Pick out every line in the rows below that contains the string "Target" and copy each one, treating uppercase and lowercase letters as different.

╭─ Provided data

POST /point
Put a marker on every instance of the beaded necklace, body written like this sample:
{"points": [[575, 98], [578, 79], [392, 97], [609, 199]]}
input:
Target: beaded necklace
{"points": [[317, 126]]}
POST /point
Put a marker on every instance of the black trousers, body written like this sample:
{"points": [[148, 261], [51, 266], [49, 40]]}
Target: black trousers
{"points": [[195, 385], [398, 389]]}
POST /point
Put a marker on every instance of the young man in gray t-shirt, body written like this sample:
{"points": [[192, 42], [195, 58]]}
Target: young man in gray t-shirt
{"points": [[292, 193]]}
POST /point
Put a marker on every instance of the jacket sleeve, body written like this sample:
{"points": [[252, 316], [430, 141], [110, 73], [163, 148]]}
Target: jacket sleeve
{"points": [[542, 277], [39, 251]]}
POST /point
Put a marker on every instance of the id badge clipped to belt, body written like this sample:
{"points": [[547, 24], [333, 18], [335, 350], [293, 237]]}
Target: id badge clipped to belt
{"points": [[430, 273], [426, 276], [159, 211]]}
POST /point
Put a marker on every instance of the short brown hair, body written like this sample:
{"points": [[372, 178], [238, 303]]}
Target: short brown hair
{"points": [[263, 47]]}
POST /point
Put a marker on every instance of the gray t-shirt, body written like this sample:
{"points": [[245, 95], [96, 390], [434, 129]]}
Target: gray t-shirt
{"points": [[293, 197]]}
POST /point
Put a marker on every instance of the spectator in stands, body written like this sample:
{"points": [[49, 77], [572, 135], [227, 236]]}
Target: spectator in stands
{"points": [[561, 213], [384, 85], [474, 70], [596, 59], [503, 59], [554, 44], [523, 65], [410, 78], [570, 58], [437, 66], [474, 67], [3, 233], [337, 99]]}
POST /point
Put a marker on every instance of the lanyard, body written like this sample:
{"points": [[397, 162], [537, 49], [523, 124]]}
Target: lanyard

╰─

*Written solution*
Target: beaded necklace
Target: black trousers
Target: young man in gray t-shirt
Target: jacket sleeve
Target: id badge clipped to belt
Target: short brown hair
Target: gray t-shirt
Target: spectator in stands
Target: lanyard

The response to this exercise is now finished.